%%

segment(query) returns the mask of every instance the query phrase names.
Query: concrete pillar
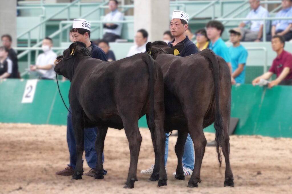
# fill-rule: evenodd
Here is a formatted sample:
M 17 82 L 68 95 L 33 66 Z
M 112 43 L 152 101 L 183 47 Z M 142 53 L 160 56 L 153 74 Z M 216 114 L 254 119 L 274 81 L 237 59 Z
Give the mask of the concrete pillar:
M 134 34 L 143 28 L 148 32 L 148 41 L 162 40 L 169 29 L 169 0 L 136 0 L 134 4 Z
M 16 46 L 16 0 L 0 1 L 0 36 L 4 34 L 8 34 L 12 37 L 12 46 Z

%%

* Exercise aim
Edit the rows above so that every occurrence of "concrete pillar" becomes "stone column", leaving everything else unchanged. Omit the pictures from your answer.

* Task response
segment(query) returns the mask of every instance the query phrase names.
Query: stone column
# fill-rule: evenodd
Here is a formatted sample:
M 17 82 L 68 95 L 33 66 Z
M 112 43 L 152 101 L 183 47 Z M 142 53 L 160 56 L 153 74 Z M 216 114 L 254 119 L 274 81 L 237 59 Z
Give the mask of the stone column:
M 134 34 L 143 28 L 148 32 L 148 41 L 162 40 L 169 29 L 169 0 L 136 0 L 134 4 Z
M 16 46 L 16 0 L 0 1 L 0 36 L 4 34 L 8 34 L 12 37 L 12 46 Z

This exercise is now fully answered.